> _EXERCISE REQUIREMENTS_: Output the data lines from the one containing "Please segment every instance of the awning" up to and including the one containing "347L44 318L0 307L0", without any changes. Omit the pictures from your output.

> _EXERCISE INPUTS_:
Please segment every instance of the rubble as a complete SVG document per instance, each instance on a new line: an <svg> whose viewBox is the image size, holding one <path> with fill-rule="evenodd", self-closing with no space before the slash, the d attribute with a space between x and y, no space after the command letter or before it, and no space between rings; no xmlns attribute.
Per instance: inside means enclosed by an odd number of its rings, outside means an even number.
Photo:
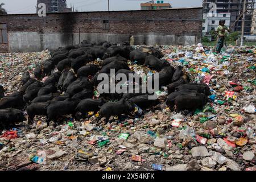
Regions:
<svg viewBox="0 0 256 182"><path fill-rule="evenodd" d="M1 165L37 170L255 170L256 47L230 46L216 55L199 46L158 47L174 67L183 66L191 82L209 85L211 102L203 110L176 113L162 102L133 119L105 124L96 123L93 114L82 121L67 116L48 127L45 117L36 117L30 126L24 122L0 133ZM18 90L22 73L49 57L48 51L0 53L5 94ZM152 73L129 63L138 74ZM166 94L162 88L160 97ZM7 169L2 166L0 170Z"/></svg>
* * *
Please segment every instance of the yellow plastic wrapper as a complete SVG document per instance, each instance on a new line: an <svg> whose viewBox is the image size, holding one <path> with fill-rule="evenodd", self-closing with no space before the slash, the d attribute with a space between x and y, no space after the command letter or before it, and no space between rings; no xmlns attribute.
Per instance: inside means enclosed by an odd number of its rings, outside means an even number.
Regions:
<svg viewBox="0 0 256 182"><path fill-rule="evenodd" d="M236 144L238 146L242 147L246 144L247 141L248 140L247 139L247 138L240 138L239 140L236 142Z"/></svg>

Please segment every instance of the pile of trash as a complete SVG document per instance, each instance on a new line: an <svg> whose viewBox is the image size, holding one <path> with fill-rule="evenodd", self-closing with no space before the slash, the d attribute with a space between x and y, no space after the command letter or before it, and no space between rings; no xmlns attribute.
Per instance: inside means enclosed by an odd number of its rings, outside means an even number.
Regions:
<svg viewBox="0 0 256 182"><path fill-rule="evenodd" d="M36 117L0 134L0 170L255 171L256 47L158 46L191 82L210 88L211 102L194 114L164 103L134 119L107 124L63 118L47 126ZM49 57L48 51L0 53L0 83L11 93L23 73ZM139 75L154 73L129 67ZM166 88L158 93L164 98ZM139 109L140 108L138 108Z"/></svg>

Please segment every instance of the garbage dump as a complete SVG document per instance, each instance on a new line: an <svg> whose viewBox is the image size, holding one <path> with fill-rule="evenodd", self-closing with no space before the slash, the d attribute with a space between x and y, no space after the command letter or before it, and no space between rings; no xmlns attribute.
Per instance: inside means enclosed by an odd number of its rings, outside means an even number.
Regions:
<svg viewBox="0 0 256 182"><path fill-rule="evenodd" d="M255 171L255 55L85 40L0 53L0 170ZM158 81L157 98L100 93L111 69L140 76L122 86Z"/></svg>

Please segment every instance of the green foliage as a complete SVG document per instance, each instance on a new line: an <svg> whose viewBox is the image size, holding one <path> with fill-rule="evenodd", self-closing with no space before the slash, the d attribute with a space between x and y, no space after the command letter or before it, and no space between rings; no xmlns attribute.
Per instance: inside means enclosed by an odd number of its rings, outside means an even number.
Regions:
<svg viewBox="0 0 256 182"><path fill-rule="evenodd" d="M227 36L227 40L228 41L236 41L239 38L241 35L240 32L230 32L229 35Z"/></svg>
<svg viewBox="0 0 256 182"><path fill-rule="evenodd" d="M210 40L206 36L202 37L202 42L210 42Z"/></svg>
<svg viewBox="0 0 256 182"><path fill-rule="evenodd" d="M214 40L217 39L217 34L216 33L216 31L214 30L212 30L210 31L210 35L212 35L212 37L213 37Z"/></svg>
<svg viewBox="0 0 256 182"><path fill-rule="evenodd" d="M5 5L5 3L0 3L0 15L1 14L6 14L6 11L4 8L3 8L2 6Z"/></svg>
...
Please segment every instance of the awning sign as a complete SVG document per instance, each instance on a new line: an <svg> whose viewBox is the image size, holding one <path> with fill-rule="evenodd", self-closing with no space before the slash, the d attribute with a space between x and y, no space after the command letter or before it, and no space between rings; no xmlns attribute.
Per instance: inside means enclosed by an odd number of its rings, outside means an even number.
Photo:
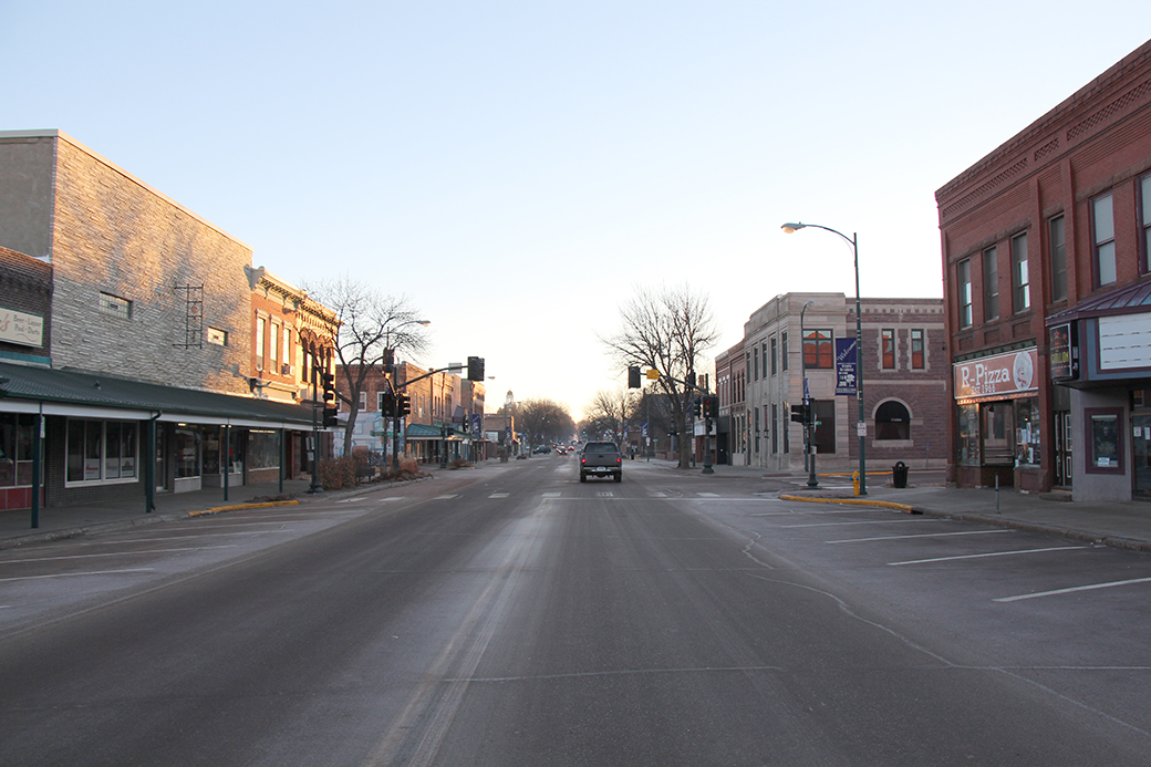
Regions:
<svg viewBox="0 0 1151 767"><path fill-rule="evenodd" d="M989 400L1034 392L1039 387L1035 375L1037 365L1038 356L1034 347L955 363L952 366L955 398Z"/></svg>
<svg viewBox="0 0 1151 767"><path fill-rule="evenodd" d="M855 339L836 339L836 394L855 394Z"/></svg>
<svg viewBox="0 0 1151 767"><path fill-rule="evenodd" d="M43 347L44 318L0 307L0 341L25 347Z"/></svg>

> _TASK RESPONSE_:
Please segment every instance of the awning sign as a complete SVG document per instance, each instance on a new line: an <svg> whose viewBox is the image size, holding one <path> with fill-rule="evenodd", self-closing with no space before the slash, the d attribute with a space between x and y, no space after the command letter or before it, and no space between rings; no xmlns attribute.
Per instance: inside means enclosed by an odd number of its rings, outside means an even number.
Photo:
Regions:
<svg viewBox="0 0 1151 767"><path fill-rule="evenodd" d="M989 400L1034 392L1039 387L1035 375L1037 365L1038 356L1034 347L955 363L952 366L955 398Z"/></svg>
<svg viewBox="0 0 1151 767"><path fill-rule="evenodd" d="M855 339L836 339L836 394L855 394Z"/></svg>
<svg viewBox="0 0 1151 767"><path fill-rule="evenodd" d="M43 347L44 318L0 307L0 341L25 347Z"/></svg>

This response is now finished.